* **Passage to read**:
====

Understanding the basics of a blockchain is the building block for success in the crypto space.
As of 2021, $6.6 billion has been spent on blockchain solutions. The technology is not only underpinning the global cryptocurrency market, but also offers unique benefits to other sectors such as healthcare, logistics and real estate.
A blockchain is a decentralized digital ledger made up of blocks that record data over a peer-to-peer (P2P) network. Once information is stored in this ledger, it is nearly impossible to erase, alter, and hack. It is this unique property of blockchain that has inspired many to start their own blockchain-based businesses.
But before thinking about how to use blockchain in your business, it’s important to understand how it works. Let’s take a look at the different layers of blockchain technology to get the most out of what it has to offer.

====

* **Available data**:

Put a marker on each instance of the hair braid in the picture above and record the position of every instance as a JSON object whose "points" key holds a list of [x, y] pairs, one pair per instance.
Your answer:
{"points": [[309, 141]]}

====

* **What to work on**:
(a) Answer these questions using the blockchain passage:
(i) How much had been spent on blockchain solutions as of 2021?
(ii) Over what kind of network do the blocks of a blockchain record data?
(iii) What does the passage say is important to understand before thinking about how to use blockchain in your business?
(b) Rewrite the blockchain passage from "A blockchain is a" up to and including "has to offer.", substituting "register" for "ledger".

* **Answers provided**:
(a)
(i) $6.6 billion
(ii) A peer-to-peer (P2P) network
(iii) How blockchain works

(b)
A blockchain is a decentralized digital register made up of blocks that record data over a peer-to-peer (P2P) network. Once information is stored in this register, it is nearly impossible to erase, alter, and hack. It is this unique property of blockchain that has inspired many to start their own blockchain-based businesses.
But before thinking about how to use blockchain in your business, it’s important to understand how it works. Let’s take a look at the different layers of blockchain technology to get the most out of what it has to offer.